- Prompt:
Please render each line of the entries below as a JSON list of strings, one string per line, with blank lines omitted and the pictures left out.

- Material for this task:
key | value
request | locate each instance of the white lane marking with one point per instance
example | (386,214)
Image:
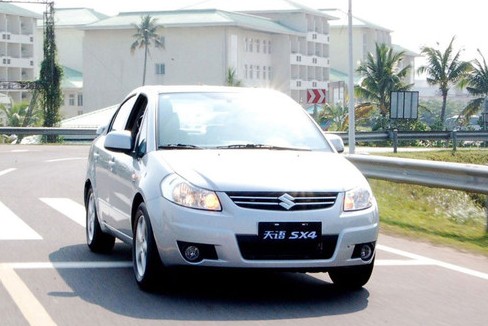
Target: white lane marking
(68,265)
(429,261)
(66,159)
(13,228)
(399,262)
(27,303)
(68,207)
(7,171)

- Written solution:
[
  "key | value",
  "request | locate each instance of the white lane marking with one point per instance",
  "example | (386,214)",
  "Image:",
  "Target: white lane marking",
  "(68,265)",
  "(429,261)",
  "(66,159)",
  "(13,228)",
  "(399,262)",
  "(27,303)",
  "(68,207)",
  "(7,171)"
]